▶ Exercise brief:
Write out the data below word for word, keeping every line the same and in the same order.
══════════
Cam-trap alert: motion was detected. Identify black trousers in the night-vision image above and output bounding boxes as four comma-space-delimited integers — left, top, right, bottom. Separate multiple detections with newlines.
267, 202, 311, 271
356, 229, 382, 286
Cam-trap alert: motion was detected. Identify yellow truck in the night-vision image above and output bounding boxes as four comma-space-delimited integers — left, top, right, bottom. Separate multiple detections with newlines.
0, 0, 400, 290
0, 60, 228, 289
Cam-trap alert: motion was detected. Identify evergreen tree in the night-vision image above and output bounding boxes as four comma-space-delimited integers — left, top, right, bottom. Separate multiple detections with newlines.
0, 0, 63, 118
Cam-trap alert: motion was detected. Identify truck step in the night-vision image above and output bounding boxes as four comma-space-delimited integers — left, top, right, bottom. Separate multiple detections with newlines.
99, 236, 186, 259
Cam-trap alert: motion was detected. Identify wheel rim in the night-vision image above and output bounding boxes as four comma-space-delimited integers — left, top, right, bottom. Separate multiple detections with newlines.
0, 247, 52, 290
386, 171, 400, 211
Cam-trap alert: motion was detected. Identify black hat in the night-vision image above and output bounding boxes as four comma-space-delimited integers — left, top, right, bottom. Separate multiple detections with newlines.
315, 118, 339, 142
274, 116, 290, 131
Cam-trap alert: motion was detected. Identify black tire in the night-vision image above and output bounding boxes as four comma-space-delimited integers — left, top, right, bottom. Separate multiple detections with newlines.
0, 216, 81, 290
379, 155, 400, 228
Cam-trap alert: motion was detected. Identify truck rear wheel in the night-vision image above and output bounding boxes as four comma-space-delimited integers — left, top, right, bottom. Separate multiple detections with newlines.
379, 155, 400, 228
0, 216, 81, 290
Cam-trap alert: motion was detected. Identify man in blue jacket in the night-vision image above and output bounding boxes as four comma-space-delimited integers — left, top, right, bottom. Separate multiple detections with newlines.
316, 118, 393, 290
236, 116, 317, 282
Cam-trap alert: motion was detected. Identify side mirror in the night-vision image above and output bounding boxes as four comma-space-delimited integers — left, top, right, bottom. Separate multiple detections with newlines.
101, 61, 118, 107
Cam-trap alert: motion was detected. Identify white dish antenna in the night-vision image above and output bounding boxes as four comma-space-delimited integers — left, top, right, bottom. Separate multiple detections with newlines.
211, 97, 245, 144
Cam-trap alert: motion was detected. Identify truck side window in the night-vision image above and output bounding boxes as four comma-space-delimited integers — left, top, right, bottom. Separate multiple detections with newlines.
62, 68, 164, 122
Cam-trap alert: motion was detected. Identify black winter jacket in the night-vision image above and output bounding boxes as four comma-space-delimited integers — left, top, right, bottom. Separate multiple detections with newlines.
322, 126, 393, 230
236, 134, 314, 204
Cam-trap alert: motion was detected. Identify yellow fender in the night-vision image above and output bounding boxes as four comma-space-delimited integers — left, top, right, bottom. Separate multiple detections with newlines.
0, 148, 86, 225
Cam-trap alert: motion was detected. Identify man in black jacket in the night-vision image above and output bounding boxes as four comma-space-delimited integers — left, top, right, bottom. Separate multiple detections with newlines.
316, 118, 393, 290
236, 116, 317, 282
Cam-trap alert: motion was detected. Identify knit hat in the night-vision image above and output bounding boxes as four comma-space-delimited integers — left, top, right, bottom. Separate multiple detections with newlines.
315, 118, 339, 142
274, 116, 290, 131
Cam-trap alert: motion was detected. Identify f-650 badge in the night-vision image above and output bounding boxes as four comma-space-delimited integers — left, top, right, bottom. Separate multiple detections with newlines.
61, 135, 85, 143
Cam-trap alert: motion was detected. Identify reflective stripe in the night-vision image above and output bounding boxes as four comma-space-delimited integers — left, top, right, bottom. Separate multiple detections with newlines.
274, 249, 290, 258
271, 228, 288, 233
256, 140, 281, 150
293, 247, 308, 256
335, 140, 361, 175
══════════
▶ Response below:
Cam-trap alert: motion was detected. Identify black trousers in the night-vision image above and output bounding boxes as four comma-space-delimited integers — left, top, right, bottom. Separate multiple detections with newlines.
267, 202, 311, 271
356, 229, 382, 286
Cam-trap alert: motion was detected. Identify yellow truck in the night-vision image above and output bounding boxes as four comma-space-delimited integers — left, top, right, bottom. Separate multiple detections with newlines.
0, 0, 400, 290
0, 60, 228, 289
Cam-trap alert: motion was detected. Identify evergreen tree in the night-vision image above and output bounding boxes as four comma-space-delimited integers — left, top, right, bottom. Separate multiple detections with newlines.
0, 0, 63, 118
Cam-trap alert: motion was detected. Identify truck step in the night-vision image above and output bounding boxes as four comma-space-delimited integers — left, top, right, bottom. Separate multiple detections with newlines.
99, 236, 186, 259
Cam-trap alert: motion was detected. Identify wheel rim in the night-vision image above and output bounding boxes as four comma-space-delimited integers — left, top, right, bottom. Separate multiple detections with newlines.
0, 247, 52, 290
386, 171, 400, 211
Cam-trap alert: motion was detected. Identify black hat in the night-vision image above and output bounding boxes as four comma-space-delimited integers — left, top, right, bottom. Separate multiple detections with newlines.
315, 118, 339, 142
274, 116, 290, 131
Cam-trap alert: motion was detected. Identify black tire in the night-vision image above and output bounding boxes as four comma-space-delimited integers — left, top, right, bottom. Separate multiple detections with newlines.
0, 216, 81, 290
379, 155, 400, 228
Cam-trap alert: motion was detected. Identify truck rear wheel in the night-vision image above and output bounding boxes as four comma-space-delimited integers — left, top, right, bottom. Separate multiple detections with newlines.
379, 155, 400, 228
0, 216, 81, 290
Cam-trap alert: motion was detected. Identify man in blue jacket in the night-vision image above and output bounding boxes as four comma-space-delimited integers — left, top, right, bottom. Separate multiple detections with newlines.
316, 118, 393, 290
236, 116, 317, 282
Cam-trap alert: motion was detected. Identify side mirror in the night-vision image above and output bounding boxes as four comma-space-delimited integers — left, top, right, bottom. Separate multiple detections with newlines.
101, 61, 118, 107
Cam-trap alert: motion was detected. Identify white dish antenna in the night-vision image above and output bounding boxes as four comma-space-delimited integers — left, top, right, bottom. Separate multiple detections with newlines.
211, 97, 245, 144
Cam-trap alert: motion was detected. Identify truck side window in the night-vision image above and output bounding boxes as four comma-space-delimited integers — left, top, right, bottom. Separate multiple detections with newlines.
62, 68, 164, 122
Cam-trap alert: motion was detected. Identify black winter jacket in the night-vision image above and output bounding boxes as four comma-space-delimited integers — left, top, right, bottom. Separate multiple detections with newlines.
322, 126, 393, 230
236, 134, 314, 204
Cam-trap alert: motion was detected. Identify yellow fender in the night-vision image above and output bounding boxes as four comma-space-delimited integers — left, top, right, bottom. Separate multiple detections with newlines.
0, 148, 86, 225
Cam-trap alert: motion was detected. Identify man in black jacket in the night-vision image above and output bounding boxes as four comma-space-delimited integers — left, top, right, bottom. Separate multiple detections with newlines.
316, 118, 393, 290
236, 116, 317, 282
Cam-trap alert: motion was detected. Identify knit hat in the night-vision image above and output bounding boxes as four comma-space-delimited integers — left, top, right, bottom. Separate multiple detections with newlines.
315, 118, 339, 142
274, 116, 290, 131
Cam-trap alert: motion was detected. Identify f-650 badge in the night-vision image above and output bounding boxes as four comma-space-delimited integers — left, top, right, bottom. Separate multiple detections with newlines.
61, 135, 85, 143
Cam-trap alert: motion was detected. Identify reflective stripe in the night-vision image above and output bounding boxes as four comma-space-delimited integers — left, top, right, bottom. Separate multiple detections with newlines.
274, 249, 290, 258
271, 228, 288, 233
256, 140, 281, 150
293, 247, 308, 256
335, 140, 361, 175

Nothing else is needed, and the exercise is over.